▶ [ARTIGO]

Mais de 880 mil pessoas morreram no Brasil vítimas de disparos de armas de fogo entre os anos de 1980 e 2012, segundo levantamento do Mapa da Violência 2015. O número de mortes saltou de 8.710 em 1980 para 42.416 em 2012, o que corresponde a um aumento de 387%. De acordo com os dados, 94,5% dessas mortes tratam-se de homicídios. Esse é o pior resultado de toda a série histórica iniciada em 1980. Nesta entrevista ao site da Amagis, o juiz Fernando Galvão, do Tribunal de Justiça Militar de Minas Gerais, comenta as razões dessa explosão da criminalidade e aponta medidas para reverter esse quadro.
É possível associar esse aumento expressivo de mortes por armas de fogo ao total de armas que estão em circulação no país?
Hoje me parece que não, porque o Estatuto do Desarmamento restringe o acesso do cidadão ao porte de arma. Comprar a arma é relativamente fácil, desde que o indivíduo tenha bons antecedentes e seja considerado uma pessoa idônea, mas não há um estímulo para que ele tenha a arma, uma vez que não há facilidade para o porte. Essa é uma explicação interessante que acaba facilitando a aceitação do argumento de que, se mais pessoas portassem armas, haveria um medo recíproco que iria desestimular as ações violentas. Isso é um argumento que acaba sendo reforçado pela situação fática que evidencia uma dificuldade do cidadão portar armas e um aumento expressivo de crimes violentos e de mortes por armas de fogo.
A princípio, o Estatuto do Desarmamento não conseguiu, sozinho, deter essa escalada do crescimento de mortes por armas de fogo. Que outras reformas seriam necessárias?
A questão da segurança pública desafia o Brasil a se organizar e construir uma doutrina que seja consistente e venha produzir bons efeitos concretos nas relações sociais. Esse é um dos aspectos tratados nessa proposta de flexibilização na aquisição de armas. Só que isso é bastante complexo. Temos que trabalhar determinadas atividades, como a desempenhada pela Guarda Municipal, e refletir sobre a conveniência de que um guarda municipal porte uma arma letal.

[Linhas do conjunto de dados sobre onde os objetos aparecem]
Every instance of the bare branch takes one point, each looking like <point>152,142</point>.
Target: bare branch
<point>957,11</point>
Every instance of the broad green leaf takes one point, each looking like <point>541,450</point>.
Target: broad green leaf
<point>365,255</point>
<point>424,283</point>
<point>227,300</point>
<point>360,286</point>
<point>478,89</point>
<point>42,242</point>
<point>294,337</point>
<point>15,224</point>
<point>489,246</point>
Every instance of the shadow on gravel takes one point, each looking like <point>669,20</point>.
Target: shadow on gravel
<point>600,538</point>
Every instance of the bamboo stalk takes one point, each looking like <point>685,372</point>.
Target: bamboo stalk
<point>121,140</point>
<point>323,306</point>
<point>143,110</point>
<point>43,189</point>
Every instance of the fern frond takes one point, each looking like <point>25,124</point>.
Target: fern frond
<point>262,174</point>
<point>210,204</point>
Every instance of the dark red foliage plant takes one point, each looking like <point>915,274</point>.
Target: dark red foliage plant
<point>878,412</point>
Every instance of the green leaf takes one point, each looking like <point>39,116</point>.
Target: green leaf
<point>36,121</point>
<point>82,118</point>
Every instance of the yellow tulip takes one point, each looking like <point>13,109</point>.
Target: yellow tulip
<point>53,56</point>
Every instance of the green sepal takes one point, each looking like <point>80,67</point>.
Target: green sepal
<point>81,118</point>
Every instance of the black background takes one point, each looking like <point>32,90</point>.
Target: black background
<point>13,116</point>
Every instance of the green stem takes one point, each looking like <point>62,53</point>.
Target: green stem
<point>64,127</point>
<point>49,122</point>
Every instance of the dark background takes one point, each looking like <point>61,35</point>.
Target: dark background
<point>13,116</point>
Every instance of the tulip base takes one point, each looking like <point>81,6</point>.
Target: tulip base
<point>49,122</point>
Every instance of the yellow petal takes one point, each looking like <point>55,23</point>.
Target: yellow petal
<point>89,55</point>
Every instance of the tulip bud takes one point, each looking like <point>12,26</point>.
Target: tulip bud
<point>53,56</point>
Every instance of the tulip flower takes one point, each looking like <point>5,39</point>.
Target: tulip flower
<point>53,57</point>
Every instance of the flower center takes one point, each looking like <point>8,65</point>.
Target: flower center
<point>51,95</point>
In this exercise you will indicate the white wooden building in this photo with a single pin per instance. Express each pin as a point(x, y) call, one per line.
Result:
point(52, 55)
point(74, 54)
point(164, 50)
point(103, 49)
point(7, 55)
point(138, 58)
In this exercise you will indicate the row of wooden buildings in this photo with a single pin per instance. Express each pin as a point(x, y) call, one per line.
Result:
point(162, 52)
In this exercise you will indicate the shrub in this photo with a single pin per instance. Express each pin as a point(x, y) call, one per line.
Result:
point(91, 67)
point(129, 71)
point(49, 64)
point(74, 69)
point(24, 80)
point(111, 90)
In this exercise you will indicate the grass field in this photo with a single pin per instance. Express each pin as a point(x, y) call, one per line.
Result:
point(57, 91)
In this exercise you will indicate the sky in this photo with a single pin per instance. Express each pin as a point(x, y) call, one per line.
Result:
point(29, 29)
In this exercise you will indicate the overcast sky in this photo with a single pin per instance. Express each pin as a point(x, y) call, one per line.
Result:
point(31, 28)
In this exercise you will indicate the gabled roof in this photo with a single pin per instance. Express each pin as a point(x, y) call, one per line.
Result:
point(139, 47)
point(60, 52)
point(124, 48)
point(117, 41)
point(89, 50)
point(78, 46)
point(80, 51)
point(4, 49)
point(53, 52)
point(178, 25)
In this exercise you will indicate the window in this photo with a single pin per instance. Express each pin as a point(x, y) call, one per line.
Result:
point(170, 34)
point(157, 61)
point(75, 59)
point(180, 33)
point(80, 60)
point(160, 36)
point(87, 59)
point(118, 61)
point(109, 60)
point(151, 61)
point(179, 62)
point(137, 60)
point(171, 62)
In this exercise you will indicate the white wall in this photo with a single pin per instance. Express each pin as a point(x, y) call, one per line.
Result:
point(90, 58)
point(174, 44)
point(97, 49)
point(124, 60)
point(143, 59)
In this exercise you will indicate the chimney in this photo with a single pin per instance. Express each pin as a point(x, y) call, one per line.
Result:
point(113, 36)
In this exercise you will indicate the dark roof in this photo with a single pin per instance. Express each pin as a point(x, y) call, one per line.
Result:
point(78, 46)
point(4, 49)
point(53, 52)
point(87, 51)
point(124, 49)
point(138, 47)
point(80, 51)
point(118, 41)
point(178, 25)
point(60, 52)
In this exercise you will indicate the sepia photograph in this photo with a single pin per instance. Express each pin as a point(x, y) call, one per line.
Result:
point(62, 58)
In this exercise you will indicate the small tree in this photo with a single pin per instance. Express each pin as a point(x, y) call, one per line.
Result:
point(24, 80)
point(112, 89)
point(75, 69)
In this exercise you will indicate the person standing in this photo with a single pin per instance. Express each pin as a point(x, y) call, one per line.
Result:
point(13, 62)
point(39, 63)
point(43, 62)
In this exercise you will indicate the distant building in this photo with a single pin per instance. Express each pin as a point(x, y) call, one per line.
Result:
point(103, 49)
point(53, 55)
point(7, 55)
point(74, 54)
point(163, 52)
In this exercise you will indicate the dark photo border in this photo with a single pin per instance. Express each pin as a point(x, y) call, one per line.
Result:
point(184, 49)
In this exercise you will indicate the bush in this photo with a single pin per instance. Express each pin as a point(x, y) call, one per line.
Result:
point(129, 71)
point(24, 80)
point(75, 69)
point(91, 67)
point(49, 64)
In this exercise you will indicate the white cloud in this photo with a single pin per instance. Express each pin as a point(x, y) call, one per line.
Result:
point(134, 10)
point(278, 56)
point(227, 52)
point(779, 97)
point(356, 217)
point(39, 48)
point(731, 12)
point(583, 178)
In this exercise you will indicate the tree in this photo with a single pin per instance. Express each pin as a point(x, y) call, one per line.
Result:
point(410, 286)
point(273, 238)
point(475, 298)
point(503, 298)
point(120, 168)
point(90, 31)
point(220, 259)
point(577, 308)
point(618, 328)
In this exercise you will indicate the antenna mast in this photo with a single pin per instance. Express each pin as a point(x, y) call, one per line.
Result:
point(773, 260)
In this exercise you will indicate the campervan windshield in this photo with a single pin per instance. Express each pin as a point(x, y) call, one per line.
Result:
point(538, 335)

▶ [ENUNCIADO 1] Traduza para o inglês a seguinte frase do artigo sobre mortes por armas de fogo no Brasil: "Esse é o pior resultado de toda a série histórica iniciada em 1980."
▶ [ENUNCIADO 2] Transcreva, do artigo sobre mortes por armas de fogo no Brasil, o trecho que se inicia pelas palavras "Mais de 880" e se encerra em "reverter esse quadro.".

▶ [RESPOSTA FINAL 1] This is the worst result in the entire historical series that began in 1980.

▶ [RESPOSTA FINAL 2]
Mais de 880 mil pessoas morreram no Brasil vítimas de disparos de armas de fogo entre os anos de 1980 e 2012, segundo levantamento do Mapa da Violência 2015. O número de mortes saltou de 8.710 em 1980 para 42.416 em 2012, o que corresponde a um aumento de 387%. De acordo com os dados, 94,5% dessas mortes tratam-se de homicídios. Esse é o pior resultado de toda a série histórica iniciada em 1980. Nesta entrevista ao site da Amagis, o juiz Fernando Galvão, do Tribunal de Justiça Militar de Minas Gerais, comenta as razões dessa explosão da criminalidade e aponta medidas para reverter esse quadro.